+++ Data for analysis

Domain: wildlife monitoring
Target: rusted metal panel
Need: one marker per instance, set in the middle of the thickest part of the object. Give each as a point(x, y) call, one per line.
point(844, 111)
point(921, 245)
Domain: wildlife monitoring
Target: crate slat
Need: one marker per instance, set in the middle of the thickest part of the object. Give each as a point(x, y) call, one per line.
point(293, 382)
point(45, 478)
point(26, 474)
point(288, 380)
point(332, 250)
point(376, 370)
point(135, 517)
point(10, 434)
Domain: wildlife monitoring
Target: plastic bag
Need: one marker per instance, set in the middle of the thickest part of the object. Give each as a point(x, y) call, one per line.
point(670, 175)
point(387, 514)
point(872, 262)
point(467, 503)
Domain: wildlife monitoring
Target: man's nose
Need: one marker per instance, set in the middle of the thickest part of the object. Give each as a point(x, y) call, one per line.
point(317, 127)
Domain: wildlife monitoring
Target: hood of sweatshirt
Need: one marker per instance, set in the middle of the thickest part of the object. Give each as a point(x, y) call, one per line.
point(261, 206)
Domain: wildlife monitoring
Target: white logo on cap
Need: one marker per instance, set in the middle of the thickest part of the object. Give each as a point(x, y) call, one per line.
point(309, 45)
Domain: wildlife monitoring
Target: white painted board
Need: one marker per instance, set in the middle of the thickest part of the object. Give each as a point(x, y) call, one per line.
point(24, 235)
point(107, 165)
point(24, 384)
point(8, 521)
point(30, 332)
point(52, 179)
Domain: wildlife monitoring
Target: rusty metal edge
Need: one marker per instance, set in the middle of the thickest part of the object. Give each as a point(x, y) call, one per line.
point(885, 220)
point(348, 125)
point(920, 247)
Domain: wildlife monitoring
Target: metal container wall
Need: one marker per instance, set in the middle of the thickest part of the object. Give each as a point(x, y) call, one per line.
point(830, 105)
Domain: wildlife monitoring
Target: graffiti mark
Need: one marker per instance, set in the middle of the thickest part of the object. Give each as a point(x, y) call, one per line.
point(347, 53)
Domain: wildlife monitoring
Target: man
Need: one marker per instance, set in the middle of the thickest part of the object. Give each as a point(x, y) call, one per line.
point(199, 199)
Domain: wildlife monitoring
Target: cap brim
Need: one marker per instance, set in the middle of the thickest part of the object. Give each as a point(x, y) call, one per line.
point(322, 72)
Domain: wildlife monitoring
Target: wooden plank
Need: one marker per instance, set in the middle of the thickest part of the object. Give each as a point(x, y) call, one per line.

++++++

Search the entries above for the string "metal", and report each line where it occurs.

Target: rusted metal panel
Target: rusty metal edge
Target: metal container wall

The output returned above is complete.